### AIM OF THE TASK
Give the records again exactly, with every character kept.
- - -
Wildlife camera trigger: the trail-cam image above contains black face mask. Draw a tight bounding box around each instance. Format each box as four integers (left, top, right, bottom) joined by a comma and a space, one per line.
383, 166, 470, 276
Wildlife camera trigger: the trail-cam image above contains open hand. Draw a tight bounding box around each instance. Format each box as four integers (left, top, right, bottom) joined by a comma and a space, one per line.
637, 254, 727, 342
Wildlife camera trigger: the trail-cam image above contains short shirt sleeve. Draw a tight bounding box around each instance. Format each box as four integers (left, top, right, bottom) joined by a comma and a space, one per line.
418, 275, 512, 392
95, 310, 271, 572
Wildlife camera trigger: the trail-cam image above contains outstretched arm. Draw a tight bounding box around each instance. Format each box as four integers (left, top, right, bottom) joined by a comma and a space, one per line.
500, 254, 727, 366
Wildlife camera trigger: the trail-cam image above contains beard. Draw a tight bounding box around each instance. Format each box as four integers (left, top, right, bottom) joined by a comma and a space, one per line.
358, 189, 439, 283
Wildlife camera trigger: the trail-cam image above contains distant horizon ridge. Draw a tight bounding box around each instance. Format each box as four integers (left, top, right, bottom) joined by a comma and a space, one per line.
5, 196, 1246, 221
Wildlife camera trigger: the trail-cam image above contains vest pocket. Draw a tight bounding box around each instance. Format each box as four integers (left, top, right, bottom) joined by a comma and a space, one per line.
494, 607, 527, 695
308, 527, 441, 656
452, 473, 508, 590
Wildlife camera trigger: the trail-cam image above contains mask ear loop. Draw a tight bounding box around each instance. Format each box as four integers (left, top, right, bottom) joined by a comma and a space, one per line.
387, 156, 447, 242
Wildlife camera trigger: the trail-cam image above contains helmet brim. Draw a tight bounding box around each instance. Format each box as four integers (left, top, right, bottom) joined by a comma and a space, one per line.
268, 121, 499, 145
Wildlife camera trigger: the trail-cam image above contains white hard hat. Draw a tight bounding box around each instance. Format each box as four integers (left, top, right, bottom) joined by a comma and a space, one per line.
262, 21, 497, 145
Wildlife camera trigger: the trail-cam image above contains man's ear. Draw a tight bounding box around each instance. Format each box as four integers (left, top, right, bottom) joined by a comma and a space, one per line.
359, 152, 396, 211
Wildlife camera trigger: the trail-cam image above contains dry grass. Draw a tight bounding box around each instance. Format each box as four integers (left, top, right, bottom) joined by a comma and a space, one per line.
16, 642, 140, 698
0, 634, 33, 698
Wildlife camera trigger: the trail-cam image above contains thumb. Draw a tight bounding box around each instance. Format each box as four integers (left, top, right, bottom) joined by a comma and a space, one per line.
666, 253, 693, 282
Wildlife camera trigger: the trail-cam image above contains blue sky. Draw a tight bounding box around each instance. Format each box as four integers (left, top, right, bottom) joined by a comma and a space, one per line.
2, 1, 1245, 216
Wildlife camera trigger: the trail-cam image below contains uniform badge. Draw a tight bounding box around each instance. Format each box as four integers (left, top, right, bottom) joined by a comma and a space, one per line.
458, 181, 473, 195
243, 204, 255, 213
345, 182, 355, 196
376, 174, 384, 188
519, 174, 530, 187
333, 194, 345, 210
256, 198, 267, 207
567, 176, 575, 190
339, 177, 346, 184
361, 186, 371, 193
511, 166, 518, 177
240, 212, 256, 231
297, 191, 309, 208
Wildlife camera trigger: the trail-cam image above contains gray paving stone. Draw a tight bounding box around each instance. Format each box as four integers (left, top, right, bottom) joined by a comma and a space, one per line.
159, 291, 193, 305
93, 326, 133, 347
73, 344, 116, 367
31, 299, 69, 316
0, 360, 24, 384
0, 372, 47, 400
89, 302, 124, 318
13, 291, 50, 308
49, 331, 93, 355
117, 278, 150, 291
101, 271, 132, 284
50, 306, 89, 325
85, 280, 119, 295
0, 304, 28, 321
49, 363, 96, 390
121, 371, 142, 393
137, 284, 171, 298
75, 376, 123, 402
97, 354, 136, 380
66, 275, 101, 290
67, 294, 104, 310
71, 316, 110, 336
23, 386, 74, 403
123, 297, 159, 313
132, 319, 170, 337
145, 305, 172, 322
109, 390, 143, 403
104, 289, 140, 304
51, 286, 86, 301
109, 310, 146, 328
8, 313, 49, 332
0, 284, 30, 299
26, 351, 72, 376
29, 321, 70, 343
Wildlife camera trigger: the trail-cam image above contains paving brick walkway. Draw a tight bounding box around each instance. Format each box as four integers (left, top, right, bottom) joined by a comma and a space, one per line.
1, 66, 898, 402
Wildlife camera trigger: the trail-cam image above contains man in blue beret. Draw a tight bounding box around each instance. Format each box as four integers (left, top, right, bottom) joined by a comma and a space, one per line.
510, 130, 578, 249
- - -
### OUTPUT BELOW
Wildlife camera trigger: the trail-cam image above contains black face mask. Draw a tight bounding box around each instance. Format each box as four integers (left, top, right, bottom) joined by a comma and a space, one per line.
383, 166, 470, 276
Wildlife camera trigger: the trail-cam image above contains open hand. Draw a tight bounding box around each instance. Format each box as four integers (left, top, right, bottom) joined by a comma and a space, one per line.
637, 254, 727, 342
Wildlife camera trigger: the trail-cam image above contains short shirt sleeve. Draw a tight bounding box around each instance. Format each box as four integers (left, top, right, bottom) joined by a comma and a space, one per line.
418, 275, 512, 392
95, 310, 271, 572
Wildlife camera trigger: the trail-cam image above contains outstretched arm. Draw a tight bounding box around each instance. Format each box as four integers (left, top, right, bottom) joined by a comma and a space, one per line.
500, 254, 727, 366
Wildlife camera trigger: the trail-cam image above contains beard. Draw a tight bounding box around each instance. Format each box as four integers (left, top, right, bottom) joined by a comma and a space, one per line.
358, 189, 439, 283
Wildlife camera trigger: the trail-cam image above contains distant horizon ridge. Draw a tight bounding box around each instance. Format each box as four integers (left, top, right, bottom) joined by a comma and a space, one per line.
5, 196, 1246, 221
Wildlife camera trigger: the trail-cam image above contains vest pocket. Draw a tight bounding box around each instance. Format each box as four integers (left, top, right, bottom) joined by a comma and a space, one per line.
494, 607, 527, 695
308, 527, 441, 656
452, 473, 508, 590
Wildlife camera trigger: the trail-cam image above contains mask ear loop. Draw a tight bounding box around each instance. Format each box as four integers (left, top, right, bottom) joined by a comma and a space, one per line.
387, 156, 447, 242
Wildlife camera trigger: the trail-cam image above contains helmet brim. Draw a tight bounding box around each instance. Format each box as four integers (left, top, right, bottom) joined by a comma and a space, one per line.
268, 121, 499, 145
Wildlife camera trigger: the trail-cam image above contains white hard hat. Draw a tight bounding box around each instance. Format each box as four integers (left, top, right, bottom) joined by a comma and a space, one per line.
262, 21, 497, 145
Wildlife camera trigger: the trail-cam image above contains man's ear. Draw a tight bounding box around each instance. Format each box as four integers (left, top, right, bottom) joined by a comma and a space, one per line.
359, 152, 396, 211
Wildlife camera trigger: the trail-cam image above contains dry grass. Draw a tight bounding box around each instance. Format each box as four integers (left, top, right, bottom) joined by a comma and a space, one per line.
16, 642, 140, 698
0, 634, 33, 698
Wildlife camera trigger: the trail-cam image above contains thumb. Draw a tight bounding box around each instance. Format each box as four integers (left, top, right, bottom) joined by a comma and a space, one per line.
666, 253, 693, 282
Wildlife camera trigger: the trail-cam image above contains blue sky. Draw a tight bounding box around each instance. Format each box as four integers (left, top, right, bottom) joined by a comma and a space, one per line.
2, 1, 1245, 216
Wildlife camera trigger: the trail-cam image below contains uniform badge. Draw a tight bounding box around each instance. Format each box as four integers (left, top, right, bottom) joined by a comma and a space, one per line.
458, 181, 473, 195
243, 204, 255, 213
345, 182, 355, 196
376, 174, 384, 188
519, 174, 530, 187
333, 194, 345, 210
256, 198, 267, 207
567, 176, 575, 190
339, 177, 346, 184
361, 186, 371, 193
511, 166, 518, 177
240, 212, 256, 231
297, 191, 309, 208
Wildlife camera trigger: the trail-cam image above contains gray paving stone. Draw a tight bounding box around each instance. Format each box as four integers (left, top, right, bottom) joined by a comma and a space, one per line.
159, 291, 193, 305
93, 326, 133, 347
73, 344, 116, 367
31, 299, 69, 316
0, 360, 24, 384
0, 372, 47, 400
89, 302, 124, 318
13, 291, 50, 308
49, 331, 93, 355
117, 278, 150, 291
101, 271, 132, 284
50, 306, 89, 325
85, 280, 119, 295
0, 304, 28, 321
49, 363, 96, 390
121, 371, 142, 393
137, 284, 171, 298
75, 376, 123, 402
97, 354, 136, 380
66, 275, 101, 290
67, 294, 104, 310
71, 316, 110, 336
23, 386, 74, 403
123, 297, 159, 313
132, 319, 170, 337
145, 305, 172, 322
109, 390, 143, 403
104, 289, 140, 304
51, 286, 86, 301
109, 310, 146, 328
8, 313, 49, 332
0, 284, 30, 299
26, 351, 72, 376
29, 321, 70, 343
Wildlife camera trigger: the trail-cam image above contains paving brick walkway. Draw a tight bounding box around each instance. Format each box as four integers (left, top, right, bottom) joined by a comma and a space, one per line.
1, 66, 898, 402
Wildlife camera trigger: the trail-cam image above contains man in blue beret. Draw a tight bounding box around each instance. Format each box as four integers (left, top, right, bottom) joined by a comma and a space, one per line.
510, 130, 578, 249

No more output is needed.